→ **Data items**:
┄┄┄┄┄┄┄┄┄┄

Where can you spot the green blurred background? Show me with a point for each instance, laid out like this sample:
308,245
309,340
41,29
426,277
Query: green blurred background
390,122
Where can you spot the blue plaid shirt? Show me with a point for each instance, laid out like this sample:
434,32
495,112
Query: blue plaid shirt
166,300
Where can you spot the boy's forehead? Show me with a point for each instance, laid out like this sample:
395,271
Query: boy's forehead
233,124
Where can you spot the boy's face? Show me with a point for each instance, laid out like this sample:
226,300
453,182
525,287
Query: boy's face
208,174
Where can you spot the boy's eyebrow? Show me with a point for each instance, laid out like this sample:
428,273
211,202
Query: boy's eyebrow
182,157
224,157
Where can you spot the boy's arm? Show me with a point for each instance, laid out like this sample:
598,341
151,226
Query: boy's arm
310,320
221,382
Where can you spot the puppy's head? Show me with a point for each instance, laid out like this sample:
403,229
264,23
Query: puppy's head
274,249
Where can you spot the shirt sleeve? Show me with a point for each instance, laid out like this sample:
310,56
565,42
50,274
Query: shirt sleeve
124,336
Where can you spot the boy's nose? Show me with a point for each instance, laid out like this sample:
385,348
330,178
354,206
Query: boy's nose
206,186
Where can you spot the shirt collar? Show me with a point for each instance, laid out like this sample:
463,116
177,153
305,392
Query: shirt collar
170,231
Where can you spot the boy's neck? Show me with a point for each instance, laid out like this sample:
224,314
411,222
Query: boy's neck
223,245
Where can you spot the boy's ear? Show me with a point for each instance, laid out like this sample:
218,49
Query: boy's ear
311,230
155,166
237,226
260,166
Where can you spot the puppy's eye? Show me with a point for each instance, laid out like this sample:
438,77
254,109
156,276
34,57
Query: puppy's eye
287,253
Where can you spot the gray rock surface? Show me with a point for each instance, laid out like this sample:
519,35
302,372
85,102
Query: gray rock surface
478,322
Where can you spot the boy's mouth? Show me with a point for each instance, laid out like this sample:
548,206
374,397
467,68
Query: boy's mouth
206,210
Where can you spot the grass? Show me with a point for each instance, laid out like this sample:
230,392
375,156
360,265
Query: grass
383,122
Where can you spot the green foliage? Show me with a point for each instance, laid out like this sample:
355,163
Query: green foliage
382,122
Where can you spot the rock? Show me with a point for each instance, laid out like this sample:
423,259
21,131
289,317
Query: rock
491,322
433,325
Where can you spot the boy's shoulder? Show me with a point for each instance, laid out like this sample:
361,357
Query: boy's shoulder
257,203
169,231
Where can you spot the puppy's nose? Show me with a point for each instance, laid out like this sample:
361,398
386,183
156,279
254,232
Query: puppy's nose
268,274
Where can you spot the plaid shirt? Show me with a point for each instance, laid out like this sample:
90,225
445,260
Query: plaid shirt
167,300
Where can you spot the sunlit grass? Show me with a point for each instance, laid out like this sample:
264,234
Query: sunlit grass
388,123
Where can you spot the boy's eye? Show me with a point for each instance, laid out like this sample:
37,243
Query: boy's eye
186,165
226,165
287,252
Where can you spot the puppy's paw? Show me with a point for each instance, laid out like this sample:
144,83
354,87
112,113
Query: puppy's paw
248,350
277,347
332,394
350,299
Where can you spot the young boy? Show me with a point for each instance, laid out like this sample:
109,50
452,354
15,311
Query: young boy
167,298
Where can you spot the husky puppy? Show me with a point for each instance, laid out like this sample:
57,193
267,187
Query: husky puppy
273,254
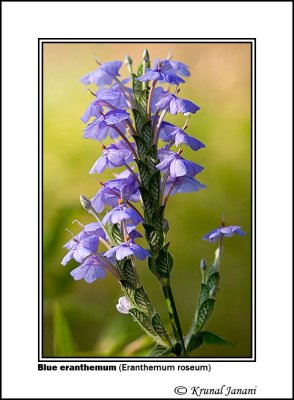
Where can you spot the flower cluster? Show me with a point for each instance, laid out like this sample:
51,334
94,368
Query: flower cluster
109,116
132,113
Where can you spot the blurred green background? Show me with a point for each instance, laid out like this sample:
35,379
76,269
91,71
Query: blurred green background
80,319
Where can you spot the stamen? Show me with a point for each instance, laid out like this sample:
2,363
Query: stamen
78,222
91,92
71,234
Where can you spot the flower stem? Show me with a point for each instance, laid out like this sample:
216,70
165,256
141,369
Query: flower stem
157,127
133,173
125,139
149,99
173,315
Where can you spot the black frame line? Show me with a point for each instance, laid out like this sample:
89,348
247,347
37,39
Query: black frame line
252,42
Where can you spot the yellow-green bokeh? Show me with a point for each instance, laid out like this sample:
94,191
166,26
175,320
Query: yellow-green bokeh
220,84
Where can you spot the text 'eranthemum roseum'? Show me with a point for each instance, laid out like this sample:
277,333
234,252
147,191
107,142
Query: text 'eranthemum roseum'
133,113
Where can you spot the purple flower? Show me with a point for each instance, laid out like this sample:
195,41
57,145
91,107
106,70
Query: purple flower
178,136
95,109
157,94
174,104
123,306
81,249
228,231
178,166
125,188
112,157
183,184
157,74
99,128
128,249
90,270
114,95
177,67
103,75
122,213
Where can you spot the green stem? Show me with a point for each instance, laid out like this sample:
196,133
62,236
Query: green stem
173,314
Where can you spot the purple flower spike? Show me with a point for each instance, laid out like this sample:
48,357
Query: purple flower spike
178,166
94,110
122,213
183,184
157,74
174,105
125,188
90,270
126,250
171,133
173,67
99,128
103,75
112,157
123,306
81,249
228,231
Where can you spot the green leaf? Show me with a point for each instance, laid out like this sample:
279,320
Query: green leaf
204,313
148,203
154,237
161,351
139,120
211,338
159,328
151,265
116,234
63,340
213,280
144,173
129,289
162,261
141,147
127,271
143,320
142,300
204,294
154,186
147,133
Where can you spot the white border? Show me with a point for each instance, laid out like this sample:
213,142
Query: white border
271,23
253,134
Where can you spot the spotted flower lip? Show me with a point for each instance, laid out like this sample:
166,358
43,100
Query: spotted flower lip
81,249
178,166
228,231
124,187
122,213
173,104
183,184
123,306
103,75
99,128
174,134
127,249
157,74
90,270
112,157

┄┄┄┄┄┄┄┄┄┄

→ **Task objective**: Repeat only the lines from the one holding "Where can you spot the white" through the last line of the data.

→ **Written solution**:
Where can you spot the white border? Show me with a point for each instance, laid out like this sample:
213,142
Query: white border
271,23
253,134
Where can you spot the spotted flower lip? Show me with a point for each instance, laid out like this sample:
166,358
43,100
Query: spotted flower lip
81,249
178,166
228,231
124,187
122,213
173,104
183,184
123,306
103,75
99,128
174,134
127,249
157,74
90,270
112,157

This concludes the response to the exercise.